LE CONSEGNE:
• 1. Ripeti integralmente il brano sulla storia del Partito sardo.
• 2. Riscrivi soltanto le righe delle voci che vanno da quella contenente "Place one keypoint per instance of the dark" fino alla fine delle voci. Sostituisci "binocular" con "telescope" e lascia invariato tutto il resto.

BRANO SCELTO:
++++

I 100 anni di storia del Partito sardo: 1946,quando propose uno Statuto federalista.

di Francesco Casula
Il 10 gennaio 1946 il Partito sardo d’azione pubblica su “Il Solco” il proprio Progetto di Statuto, che riprende alcune parti della precedente bozza di Gonario Pinna in cui si rifletteva la formazione repubblicana e azionista e lo spessore culturale del suo estensore, inquadrando la Sardegna in una repubblica federale, esplicitamente basata su principi di democrazia, di uguaglianza e di partecipazione.
Particolarmente ampie e corpose nel Progetto risultano le competenze legislative “esclusive”: fra cui Istruzione, Lavoro, Trasporti, Agricoltura, Industria, Commercio nell’interno e con l’estero, Finanze, Igiene e sanità, Pubblica sicurezza, Previdenza sociale, Affari interni, Servizi postelegrafonici. Lavori pubblici, Determinazione delle Circoscrizioni giudiziarie.
Come si può notare, siamo al limite dell’indipendenza!
La struttura amministrativa della Regione è organizzata attraverso delle circoscrizioni o distretti, che sostituiscono le Province: l’abolizione di queste con il relativo Prefetto, storicamente la figura più centralista e statalista che conosciamo, è un ricorrente obiettivo di Emilio Lussu e dei Sardisti.
I Comuni sono dotati di ampie autonomie ed è prevista un’autonomia doganale che sottrae la Sardegna al regime doganale dello Stato .
L’accoglienza da parte di tutti i Partiti italiani sarà del tutto negativa: il PCI, da sempre antifederalista lo osteggia apertamente; la DC è più possibilista ma ritiene che il federalismo non sia praticabile in quanto oramai avversato dagli orientamenti di tutte le forze politiche.

++++

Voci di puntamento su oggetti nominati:
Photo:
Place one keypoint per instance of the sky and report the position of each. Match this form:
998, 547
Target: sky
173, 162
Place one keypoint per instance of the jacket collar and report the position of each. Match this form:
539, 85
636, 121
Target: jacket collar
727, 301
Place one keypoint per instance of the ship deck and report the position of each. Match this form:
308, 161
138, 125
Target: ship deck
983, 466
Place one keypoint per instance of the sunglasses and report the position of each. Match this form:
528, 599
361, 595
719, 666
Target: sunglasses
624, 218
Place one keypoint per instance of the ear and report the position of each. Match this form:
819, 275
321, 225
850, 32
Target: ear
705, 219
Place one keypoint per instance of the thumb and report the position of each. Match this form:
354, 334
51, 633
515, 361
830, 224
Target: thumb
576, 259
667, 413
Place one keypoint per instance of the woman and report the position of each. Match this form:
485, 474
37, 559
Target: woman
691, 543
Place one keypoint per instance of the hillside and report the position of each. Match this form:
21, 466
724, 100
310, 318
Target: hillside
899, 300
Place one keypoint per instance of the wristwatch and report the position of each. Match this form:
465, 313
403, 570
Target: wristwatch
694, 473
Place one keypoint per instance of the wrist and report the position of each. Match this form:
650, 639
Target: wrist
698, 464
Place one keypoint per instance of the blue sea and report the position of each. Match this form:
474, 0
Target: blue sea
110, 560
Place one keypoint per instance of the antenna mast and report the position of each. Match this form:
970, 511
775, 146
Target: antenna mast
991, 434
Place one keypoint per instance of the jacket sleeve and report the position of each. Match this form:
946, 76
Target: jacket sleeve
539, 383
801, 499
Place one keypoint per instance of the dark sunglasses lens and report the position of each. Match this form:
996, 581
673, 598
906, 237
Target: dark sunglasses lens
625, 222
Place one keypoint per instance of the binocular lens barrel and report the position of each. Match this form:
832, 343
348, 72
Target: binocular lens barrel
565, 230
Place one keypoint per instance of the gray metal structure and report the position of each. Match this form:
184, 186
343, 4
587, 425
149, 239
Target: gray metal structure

++++

SOLUZIONI:
• 1.
I 100 anni di storia del Partito sardo: 1946,quando propose uno Statuto federalista.

di Francesco Casula
Il 10 gennaio 1946 il Partito sardo d’azione pubblica su “Il Solco” il proprio Progetto di Statuto, che riprende alcune parti della precedente bozza di Gonario Pinna in cui si rifletteva la formazione repubblicana e azionista e lo spessore culturale del suo estensore, inquadrando la Sardegna in una repubblica federale, esplicitamente basata su principi di democrazia, di uguaglianza e di partecipazione.
Particolarmente ampie e corpose nel Progetto risultano le competenze legislative “esclusive”: fra cui Istruzione, Lavoro, Trasporti, Agricoltura, Industria, Commercio nell’interno e con l’estero, Finanze, Igiene e sanità, Pubblica sicurezza, Previdenza sociale, Affari interni, Servizi postelegrafonici. Lavori pubblici, Determinazione delle Circoscrizioni giudiziarie.
Come si può notare, siamo al limite dell’indipendenza!
La struttura amministrativa della Regione è organizzata attraverso delle circoscrizioni o distretti, che sostituiscono le Province: l’abolizione di queste con il relativo Prefetto, storicamente la figura più centralista e statalista che conosciamo, è un ricorrente obiettivo di Emilio Lussu e dei Sardisti.
I Comuni sono dotati di ampie autonomie ed è prevista un’autonomia doganale che sottrae la Sardegna al regime doganale dello Stato .
L’accoglienza da parte di tutti i Partiti italiani sarà del tutto negativa: il PCI, da sempre antifederalista lo osteggia apertamente; la DC è più possibilista ma ritiene che il federalismo non sia praticabile in quanto oramai avversato dagli orientamenti di tutte le forze politiche.

• 2.
Place one keypoint per instance of the dark sunglasses lens and report the position of each. Match this form:
996, 581
673, 598
906, 237
Target: dark sunglasses lens
625, 222
Place one keypoint per instance of the telescope lens barrel and report the position of each. Match this form:
832, 343
348, 72
Target: telescope lens barrel
565, 230
Place one keypoint per instance of the gray metal structure and report the position of each. Match this form:
184, 186
343, 4
587, 425
149, 239
Target: gray metal structure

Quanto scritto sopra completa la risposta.